[members-announce] **CARAMOOR JAZZ FESTIVAL** ~ JULY 28 and AUGUST 4

Toni Ballard toniballard at townisp.com
Tue Jun 26 10:45:33 EDT 2007


 

For Immediate Release

Contact: Leah Grammatica / LGPR 

212.243.6052, leahgram at aol.com

Katie Barna / Cohn Dutcher Associates 

917.339.7189, kbarna at cohndutcher.com

 

 

CARAMOOR 

ANNOUNCES TWO FULL DAYS OF JAZZ
AS PART OF 2007 FESTIVAL SEASON

 

Performers to include Latin Jazz Legend

Eddie Palmieri’s Afro-Caribbean Jazz Septet, 

David Sánchez Quartet, Steve Turre Quintet,

Joe Lovano/Paquito D’Rivera Festival Ensemble

 

Plus   Brad Mehldau Trio, Fred Hersch, Geri Allen Trio, 

Arturo O’Farrill Trio, Weber Iago & Jovino Santos Neto, 

Odean Pope Saxophone Choir with special guest Joe Lovano 

All-Day Concerts on July 28 and August 4

 

Katonah, New York — As summer brings the sound of jazz to festivals around
the world, the 2007 Caramoor International Music Festival, which The New
York Times called “
 the loveliest Festival of them all,” will present two
days of jazz on two consecutive Saturdays, July 28 and August 4, for
Caramoor’s fourteenth annual Jazz Festival.  Joe Lovano, Caramoor’s Artistic
Director of Jazz, and Jim Luce, Caramoor’s Jazz Festival Producer, have
programmed the all-day Jazz Festivals this year with an emphasis on Latin
Jazz as part of Caramoor’s Latin-American Music Initiative, Sonidos Latinos.
The two days will continue Caramoor’s tradition of presenting world-class
jazz artists in a variety of ensemble settings.

 

Caramoor’s jazz concerts are held in the acoustically superb Venetian
Theater with hourly sets beginning at 3:00 p.m. The music breaks at 6:30
p.m., when jazz fans can enjoy a picnic on the beautiful Caramoor grounds.

§ GIVEN TASK A:
Retype the press release from "Caramoor’s jazz concerts" to "beautiful Caramoor grounds.".
§ GIVEN TASK B:
According to the press release, at what time do the hourly sets in the Venetian Theater begin?

§ PROVIDED RECORDS:
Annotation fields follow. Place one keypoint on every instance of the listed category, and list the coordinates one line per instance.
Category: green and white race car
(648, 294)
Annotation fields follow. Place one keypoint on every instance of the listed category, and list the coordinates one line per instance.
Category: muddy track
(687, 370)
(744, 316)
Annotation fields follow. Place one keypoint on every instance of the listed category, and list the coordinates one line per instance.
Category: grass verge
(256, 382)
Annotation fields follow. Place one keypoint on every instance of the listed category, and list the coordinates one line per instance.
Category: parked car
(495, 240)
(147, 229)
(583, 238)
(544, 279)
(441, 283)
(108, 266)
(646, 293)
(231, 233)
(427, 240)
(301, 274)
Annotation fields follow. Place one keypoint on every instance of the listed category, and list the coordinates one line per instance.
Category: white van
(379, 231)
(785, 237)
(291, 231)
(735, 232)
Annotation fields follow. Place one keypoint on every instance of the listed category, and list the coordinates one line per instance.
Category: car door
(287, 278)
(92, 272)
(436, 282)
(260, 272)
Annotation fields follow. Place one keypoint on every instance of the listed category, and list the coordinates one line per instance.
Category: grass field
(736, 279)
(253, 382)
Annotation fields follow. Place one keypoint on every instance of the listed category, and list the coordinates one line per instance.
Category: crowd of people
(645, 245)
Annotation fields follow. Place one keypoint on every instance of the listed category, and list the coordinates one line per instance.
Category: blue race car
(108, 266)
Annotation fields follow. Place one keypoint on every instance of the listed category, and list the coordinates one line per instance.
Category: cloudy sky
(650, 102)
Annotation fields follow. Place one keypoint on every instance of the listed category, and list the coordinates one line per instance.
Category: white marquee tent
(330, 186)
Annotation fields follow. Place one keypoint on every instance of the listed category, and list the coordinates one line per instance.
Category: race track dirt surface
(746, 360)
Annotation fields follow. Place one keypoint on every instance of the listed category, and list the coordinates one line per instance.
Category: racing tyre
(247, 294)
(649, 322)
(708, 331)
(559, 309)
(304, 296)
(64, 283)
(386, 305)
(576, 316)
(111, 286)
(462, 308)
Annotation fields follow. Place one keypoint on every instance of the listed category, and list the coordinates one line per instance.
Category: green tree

§ FINISHED ANSWER A:
Caramoor’s jazz concerts are held in the acoustically superb Venetian
Theater with hourly sets beginning at 3:00 p.m. The music breaks at 6:30
p.m., when jazz fans can enjoy a picnic on the beautiful Caramoor grounds.

§ FINISHED ANSWER B:
3:00 p.m.